__ACTION ITEM 1__
List every social media platform that the Rags 2 Richmond article names for the series.
__ACTION ITEM 2__
Resume the Rags 2 Richmond article after its final sentence.

__STUDY TEXT__
* * *

= Rags 2 Richmond =

2024 on-line musical drama series

Rags 2 Richmond is a digital short-form series set in Richmond, British Columbia, Canada. An ode to early 2000s hip-hop, R&B and Asian pop culture, Rags 2 Richmond tells a story of friendship, ambition, the hunt for fame and what goes on behind-the-scenes of an entertainment industry looking to cash in on young talent. The series is a musical dramedy, featuring singing and dancing performances.

== Plot ==
Nathan Song (Jonathan Wong), a struggling R&B singer, and his best friend, dancer Lando Wu (Peter Sudarso), dream of taking the music industry by storm. They create a new genre called ChiDM (China Dope Music) and prepare to launch the single "Low Key". However, a mysterious offer challenges their friendship. Meanwhile, a disgraced media mogul launches Richmond's first co‑ed beauty pageant, shedding light on the challenges faced by contestants in the entertainment scene.

== Format and release ==

- Number of episodes: 30
- Release batches: First release on December 5, 2024, second release on December 12, 2024, and third release on December 19, 2024
- Social Media Platforms: Instagram, YouTube, Facebook, TikTok, and Xiaohongshu (English name of app: "Red Note" or "Little Red Book").
- Views: The series garnered close to 10 million views within 3 weeks across all available platforms. Viral Nation head of programming Paul Telner points to Rags 2 Richmond as a “great example” of what can be achieved on social platforms. Within two months of release, Rags 2 Richmond was signed at Viral Nation.

== Feature film adaptation ==
The digital series is set to become a feature film, which will be directed by Vancouver’s TJ Gavel and written by Jonathan Wong, Patrick Do and Aaron Sprecher. Shot in Richmond, the film, like the series, will rely heavily on Hollywood North talent. A female lead, based on talent manager and producer Justina Shih, is being introduced in the feature film.

== Themes ==
The series explores identity, representation, and the resilience of chasing dreams, highlighting the challenges and triumphs of young talent in the Asian diaspora.

* * *

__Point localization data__
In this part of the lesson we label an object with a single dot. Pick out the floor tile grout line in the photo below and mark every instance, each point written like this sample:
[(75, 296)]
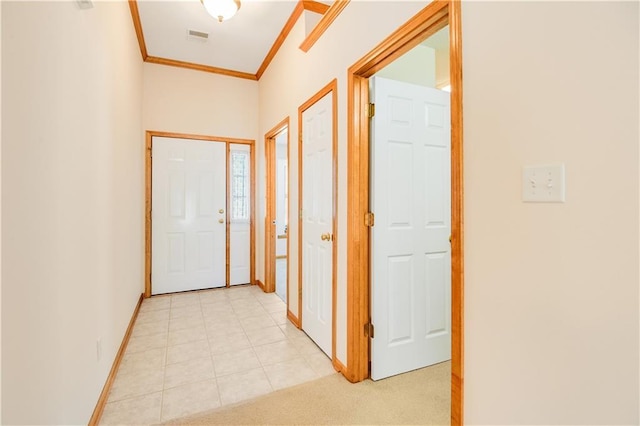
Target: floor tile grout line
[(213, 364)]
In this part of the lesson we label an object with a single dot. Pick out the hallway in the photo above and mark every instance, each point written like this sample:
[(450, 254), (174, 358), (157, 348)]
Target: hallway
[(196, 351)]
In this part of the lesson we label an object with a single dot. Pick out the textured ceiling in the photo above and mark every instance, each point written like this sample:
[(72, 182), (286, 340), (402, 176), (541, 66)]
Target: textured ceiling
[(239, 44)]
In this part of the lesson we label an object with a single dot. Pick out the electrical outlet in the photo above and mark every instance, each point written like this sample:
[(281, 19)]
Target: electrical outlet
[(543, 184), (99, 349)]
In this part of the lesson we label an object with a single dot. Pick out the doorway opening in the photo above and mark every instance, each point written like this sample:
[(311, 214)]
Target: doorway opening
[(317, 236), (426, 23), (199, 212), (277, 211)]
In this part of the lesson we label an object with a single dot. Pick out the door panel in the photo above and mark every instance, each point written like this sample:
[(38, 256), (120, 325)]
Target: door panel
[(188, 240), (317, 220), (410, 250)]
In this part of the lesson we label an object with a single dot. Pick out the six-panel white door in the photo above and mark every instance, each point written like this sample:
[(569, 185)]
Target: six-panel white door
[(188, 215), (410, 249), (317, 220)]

* * *

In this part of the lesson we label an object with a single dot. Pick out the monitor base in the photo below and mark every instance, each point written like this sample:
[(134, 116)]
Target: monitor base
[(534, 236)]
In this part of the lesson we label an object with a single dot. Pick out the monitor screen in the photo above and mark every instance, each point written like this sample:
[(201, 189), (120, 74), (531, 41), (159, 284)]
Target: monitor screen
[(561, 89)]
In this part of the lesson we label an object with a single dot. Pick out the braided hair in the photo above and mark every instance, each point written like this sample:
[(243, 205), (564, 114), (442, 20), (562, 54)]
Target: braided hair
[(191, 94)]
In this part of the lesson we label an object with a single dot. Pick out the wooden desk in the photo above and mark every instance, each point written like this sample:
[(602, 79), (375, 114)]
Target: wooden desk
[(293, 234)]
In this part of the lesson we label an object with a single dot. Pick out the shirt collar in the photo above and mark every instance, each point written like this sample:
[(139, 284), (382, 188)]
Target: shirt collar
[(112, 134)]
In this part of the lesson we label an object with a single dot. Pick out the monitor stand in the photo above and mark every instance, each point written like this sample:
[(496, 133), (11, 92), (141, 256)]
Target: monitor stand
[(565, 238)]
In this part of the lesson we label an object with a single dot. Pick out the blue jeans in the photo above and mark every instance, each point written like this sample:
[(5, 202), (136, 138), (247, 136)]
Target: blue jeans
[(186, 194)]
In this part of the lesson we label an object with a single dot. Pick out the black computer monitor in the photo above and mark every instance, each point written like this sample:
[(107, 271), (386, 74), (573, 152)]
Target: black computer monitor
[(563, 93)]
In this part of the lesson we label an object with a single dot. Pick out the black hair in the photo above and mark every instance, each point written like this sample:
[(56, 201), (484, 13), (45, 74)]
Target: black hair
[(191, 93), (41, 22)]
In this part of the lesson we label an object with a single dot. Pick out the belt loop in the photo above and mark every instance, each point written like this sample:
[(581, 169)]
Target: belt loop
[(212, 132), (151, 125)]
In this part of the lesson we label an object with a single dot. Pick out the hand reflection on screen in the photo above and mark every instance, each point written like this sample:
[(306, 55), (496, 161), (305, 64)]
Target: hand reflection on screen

* * *

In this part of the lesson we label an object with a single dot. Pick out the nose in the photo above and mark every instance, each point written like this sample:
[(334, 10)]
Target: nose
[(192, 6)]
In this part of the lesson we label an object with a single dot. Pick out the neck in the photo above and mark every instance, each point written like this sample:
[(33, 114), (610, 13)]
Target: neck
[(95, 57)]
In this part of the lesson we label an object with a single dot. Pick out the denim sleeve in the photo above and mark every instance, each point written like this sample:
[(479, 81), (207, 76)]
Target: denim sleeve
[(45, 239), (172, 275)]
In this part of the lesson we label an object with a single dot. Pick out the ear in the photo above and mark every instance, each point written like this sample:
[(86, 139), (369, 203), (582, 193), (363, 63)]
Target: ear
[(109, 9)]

* * *

__EXERCISE OUTPUT 1__
Instagram, YouTube, Facebook, TikTok, Xiaohongshu

__EXERCISE OUTPUT 2__
== Setting ==
Filming took place in several Richmond locations including Aberdeen Centre, Parker Place Mall and along River Road. Although the idea for the series began in Hong Kong and Los Angeles, production is entirely Canadian with 90 per cent of the cast and crew from Metro Vancouver. Many cast members are local talents, including current and former contestants of the Miss Chinese International Pageant, an annual event by Fairchild Television.

== Cast and creators ==

- Creators: Jonathan Wong, Justina Shih, and director Simon Yin
- Lead Cast: Jonathan Wong (Nathan), Peter Sudarso (Lando), with appearances from Hong Kong actress Nancy Sit, internet personality and comedian Davin Tong (Stage name: Peter Chao), Yasmine Ross, Leslie Kwan, Darren E. Scott, and more
- Writers: Simon Yin, Patrick Do, Aaron Sprecher, and Jonathan Wong
- Director: Simon Yin
- Creative Producer: Osric Chau
- Editor/ Post Producer: Dylan St. Aubin

== Music ==
The series theme song "LowKey" also launched in real life alongside the series, performed by Jonathan Wong. The series helped deliver the hit single Low Key, which had a life outside of the series and was performed by Wong last fall on the hit South Korean TV show Show! Music Core. Wong also recently headlined the Imagineland@Seoul festival.

Viral Nation head of programming Paul Telner says there is “a real hunger for something fresh” in the social media sphere though he believes there are still audience expectations around quality: “Rags 2 Richmond worked because the quality was as good as any major TV series, plus it had this musical element and really distinct early-2000s look that have made it stand out.”

== Streaming ==
With a free online release, the series offered audiences a glimpse into a uniquely Richmond story loosely inspired by the pageants that helped launch stars like Maggie Cheung and Fala Chen.

== Press ==
The series has been covered by Canada's Vancouver Sun, CTV Morning Live, CBC Radio, and Ming Pao Daily News; Korea's The Chosun Daily; Hong Kong's HK01; and Malaysia's Oriental Daily News.